Location identification items:
------------------------
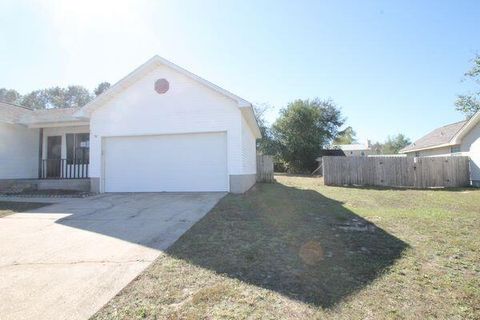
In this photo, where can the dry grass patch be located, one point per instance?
(299, 250)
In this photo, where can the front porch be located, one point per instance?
(64, 153)
(14, 186)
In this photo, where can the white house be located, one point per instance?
(161, 128)
(460, 138)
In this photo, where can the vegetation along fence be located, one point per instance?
(422, 172)
(264, 168)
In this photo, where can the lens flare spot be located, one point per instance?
(311, 252)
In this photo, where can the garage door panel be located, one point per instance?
(173, 163)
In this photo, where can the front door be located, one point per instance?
(54, 156)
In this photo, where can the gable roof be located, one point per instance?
(12, 113)
(448, 135)
(352, 147)
(245, 106)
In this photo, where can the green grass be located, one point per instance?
(299, 250)
(11, 207)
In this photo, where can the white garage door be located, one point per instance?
(174, 163)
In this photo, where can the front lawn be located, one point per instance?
(299, 250)
(10, 207)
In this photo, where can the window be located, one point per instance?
(78, 148)
(455, 149)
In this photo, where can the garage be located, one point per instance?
(171, 163)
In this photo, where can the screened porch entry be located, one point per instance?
(65, 156)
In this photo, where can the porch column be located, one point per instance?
(40, 152)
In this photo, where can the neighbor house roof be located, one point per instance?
(12, 113)
(352, 147)
(448, 135)
(245, 106)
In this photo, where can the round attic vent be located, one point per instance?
(161, 86)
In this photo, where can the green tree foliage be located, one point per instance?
(392, 145)
(469, 104)
(265, 145)
(56, 97)
(102, 87)
(346, 136)
(301, 131)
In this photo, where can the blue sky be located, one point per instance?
------------------------
# YOUR TASK
In the listing above, find the line containing "In this photo, where can the white garage" and please quote exactly that line through the last one, and no other lines.

# EXERCISE OUTPUT
In this photo, where can the white garage door be located, one point per instance?
(174, 163)
In this photo, where can the front lawn be located, one point per instance?
(299, 250)
(10, 207)
In this photo, where can the window be located, one point per instance?
(78, 148)
(455, 149)
In this photo, where can the garage be located, one point per instance?
(171, 163)
In this photo, where can the screened porch entry be located, one point per instance?
(65, 156)
In this photo, where can the porch column be located, one point per instance?
(40, 152)
In this photo, where can the neighbor house roof be located, one point per instance?
(12, 113)
(352, 147)
(448, 135)
(245, 106)
In this photo, where can the round attic vent be located, one point per instance?
(161, 86)
In this photo, where can the green tree foliage be located, one point per instance?
(392, 145)
(469, 104)
(265, 145)
(56, 97)
(102, 87)
(346, 136)
(301, 131)
In this photo, where can the blue sky be located, one point per instance?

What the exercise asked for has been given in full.